There are thus two criteria for timing analysis methods:
• Safety: Making sure that the WCET is greater than any possible execution
time.
• Tightness: Keeping the real worst case execution time close to the upper
bound. A large overestimation implies a great resource over-provision.
Figure A.2.1: Basic notions related to timing analysis. The lower curve represents a
subset of measured executions. Its minimum and maximum are the minimal observed
execution times and maximal observed execution times. The darker curve, an envelope
of the former, represents the times of all executions. Its minimum and maximum are
the best case and worst case execution times, abbreviated BCET and WCET.
To compute the WCET on single-core processors [38, 18], two main classes of
methods have been adopted: the static analysis and the measurement-based
analysis (dynamic timing analysis).
A.2.1.1
Static Analysis
Static analysis methods [38] perform some analysis on the application code to
extract possible control flow paths which are then combined with an abstract
model of the system to compute the upper bound of all the execution times.
This analysis do not rely on executing code on real hardware or on a simulator.
Therefore, static methods are able to produce bounds allowing safe schedulability
analysis of hard real-time systems. There are three key components in static
methods:
11
A.2. STATE OF THE ART
• Control-flow Analysis
The purpose of control-flow analysis is to determine all the possible execution paths of a task under analysis. The input of this analysis can be
the task’s control flow graph (CFG), call graph and some additional information such as maximum iterations of loops and so forth. We can finally
obtain the actually feasible paths, including the conditional dependencies
by eliminating infeasible and mutually exclusive paths. All the flow information performs as behavioral contraints of the task. There are different
matured techniques to automate the flow analysis, like the pattern matching method, Bound-T method for loops analysis. The result of control-flow
analysis is an annotated syntax tree for the structure- based approaches in
the bound calculation, and a set of flow facts about the transitions of the
control-flow graph. These flow facts are translated into a system of constraints for the methods using Implicit Path Enumeration (IPET) in the
bound calculation.

**SOURCE MATERIAL:**
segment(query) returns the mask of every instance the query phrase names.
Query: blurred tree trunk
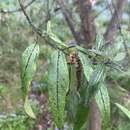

**TO DO:**
- A) Answer these questions from the timing analysis text:
(i) What does the abbreviation BCET stand for?
(ii) Which two main classes of methods have been adopted to compute the WCET on single-core processors?
(iii) What is the purpose of control-flow analysis?
- B) Please duplicate a part of the timing analysis text word for word: begin at the words "To compute the WCET" and stop after "the execution times.".
The data after the text comes from a separate source.

**SOLUTIONS TO THE EXERCISE:**
- A)
(i) Best case execution time.
(ii) Static analysis and measurement-based analysis (dynamic timing analysis).
(iii) To determine all the possible execution paths of a task under analysis.

- B)
To compute the WCET on single-core processors [38, 18], two main classes of
methods have been adopted: the static analysis and the measurement-based
analysis (dynamic timing analysis).
A.2.1.1
Static Analysis
Static analysis methods [38] perform some analysis on the application code to
extract possible control flow paths which are then combined with an abstract
model of the system to compute the upper bound of all the execution times.